◆ **Offene Aufgaben**
**a.** Prüfe anhand der Quelle über Bibelstellen zur Homosexualität, ob die Aussagen (i) bis (iii) zutreffen, und beantworte jede mit Ja oder Nein samt den entscheidenden Worten der Quelle als wörtlichem Zitat. (i) Laut Rothe äußert sich die Bibel nicht zu homosexueller Partnerschaft. (ii) Rothe lobt den Vatikan für dessen Umgang mit den Bibelstellen. (iii) Die betreffenden Bibelstellen finden sich auch im Katechismus der katholischen Kirche.
**b.** Schreibe die Quelle über Bibelstellen zur Homosexualität im Anschluss an ihren letzten Satz fort.

Die meisten dieser Bibelstellen beträfen nicht Homosexualität im heutigen Verständnis, sondern beschrieben Missbrauch, Prostitution oder die in der Antike gängige Praxis der Vergewaltigung männlicher Gefangener. "Das wird in der Bibel mit gutem Grund verurteilt. Aber zum Thema homosexuelle Orientierung, Liebe oder Partnerschaft findet sich in der Bibel nichts" so Rothe weiter. Zugleich warf er dem Vatikan vor, die entsprechenden Bibelstellen, die sich auch im Katechismus der katholischen Kirche fänden, zur Begründung einer homophoben Haltung heranzuziehen und "die nahezu einhelligen Erkenntnisse der Bibelwissenschaft" zu ignorieren.

◆ **Gegebene Einträge**

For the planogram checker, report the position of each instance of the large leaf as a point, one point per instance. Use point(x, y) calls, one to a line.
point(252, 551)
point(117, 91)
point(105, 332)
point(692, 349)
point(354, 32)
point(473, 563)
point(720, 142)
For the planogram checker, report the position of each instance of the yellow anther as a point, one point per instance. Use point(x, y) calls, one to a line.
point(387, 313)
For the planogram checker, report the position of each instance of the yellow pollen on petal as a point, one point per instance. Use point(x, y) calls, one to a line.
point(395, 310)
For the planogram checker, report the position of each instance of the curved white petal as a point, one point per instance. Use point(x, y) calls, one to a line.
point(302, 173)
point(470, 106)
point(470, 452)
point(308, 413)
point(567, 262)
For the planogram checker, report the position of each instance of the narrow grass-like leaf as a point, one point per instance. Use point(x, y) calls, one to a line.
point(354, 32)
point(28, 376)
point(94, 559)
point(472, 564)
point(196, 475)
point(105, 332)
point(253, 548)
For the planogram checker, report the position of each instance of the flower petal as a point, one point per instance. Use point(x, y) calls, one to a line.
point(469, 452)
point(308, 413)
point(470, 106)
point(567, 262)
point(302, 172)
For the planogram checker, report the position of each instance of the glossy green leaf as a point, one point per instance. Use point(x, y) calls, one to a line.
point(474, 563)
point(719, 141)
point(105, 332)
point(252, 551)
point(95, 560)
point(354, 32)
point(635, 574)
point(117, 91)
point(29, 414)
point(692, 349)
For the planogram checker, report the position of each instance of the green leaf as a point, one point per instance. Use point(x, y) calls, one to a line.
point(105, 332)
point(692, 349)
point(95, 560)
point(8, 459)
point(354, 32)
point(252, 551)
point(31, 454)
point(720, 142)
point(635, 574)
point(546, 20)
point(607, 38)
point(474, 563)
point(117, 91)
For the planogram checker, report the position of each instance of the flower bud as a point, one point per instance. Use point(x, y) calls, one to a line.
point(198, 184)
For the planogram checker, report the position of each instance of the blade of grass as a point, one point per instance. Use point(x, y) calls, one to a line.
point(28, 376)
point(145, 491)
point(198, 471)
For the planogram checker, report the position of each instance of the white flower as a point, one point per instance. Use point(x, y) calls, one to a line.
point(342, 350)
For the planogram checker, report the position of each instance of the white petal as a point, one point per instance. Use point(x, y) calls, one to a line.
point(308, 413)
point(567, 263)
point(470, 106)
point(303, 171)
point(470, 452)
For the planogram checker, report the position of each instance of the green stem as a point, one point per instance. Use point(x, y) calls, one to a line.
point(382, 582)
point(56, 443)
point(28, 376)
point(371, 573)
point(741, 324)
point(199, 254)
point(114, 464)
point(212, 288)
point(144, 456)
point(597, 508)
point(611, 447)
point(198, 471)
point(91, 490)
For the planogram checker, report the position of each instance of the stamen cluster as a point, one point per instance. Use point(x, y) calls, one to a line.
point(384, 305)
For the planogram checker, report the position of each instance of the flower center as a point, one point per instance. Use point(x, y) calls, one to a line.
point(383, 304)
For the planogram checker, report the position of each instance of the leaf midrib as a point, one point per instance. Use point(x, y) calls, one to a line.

◆ **Gelöste Aufgaben**
**a.**
(i) Ja: „Aber zum Thema homosexuelle Orientierung, Liebe oder Partnerschaft findet sich in der Bibel nichts“
(ii) Nein: „Zugleich warf er dem Vatikan vor“
(iii) Ja: „die sich auch im Katechismus der katholischen Kirche fänden“

**b.**
Dennoch betonte der Geistliche, dass die "große, lange Tradition der Kirche" keine Homophobie kenne: "Sie hat sie zwar mitgemacht, aber nicht selbst hervorgebracht. Die Kirche hat schlichtweg darin versagt, sich schon früher, als Staat und Gesellschaft einhellig homophob waren, diesen Tendenzen entgegenzustellen und diesen Minderheiten Schutz zu bieten." Damit habe die Kirche schwere Schuld auf sich geladen und deshalb heute umso mehr die Verpflichtung, ihre falsche Haltung zu verändern. Diese Veränderung sei auch bereits im Gange, die Gesprächskultur in der Kirche habe sich in den vergangenen Jahren stark verändert. "Dafür hat einerseits Papst Franziskus gesorgt, aber auch die deutschen Bischöfe, die mit dem Synodalen Weg dafür gesorgt haben, dass diese Themen auf den Tisch kommen und auf dem Stand der neuesten humanwissenschaftlichen und theologischen Erkenntnisse diskutiert werden." Dennoch sei es noch ein langer Weg, und Papst Franziskus habe viele Hoffnungen geweckt, die er leider noch nicht erfüllt habe. (stz)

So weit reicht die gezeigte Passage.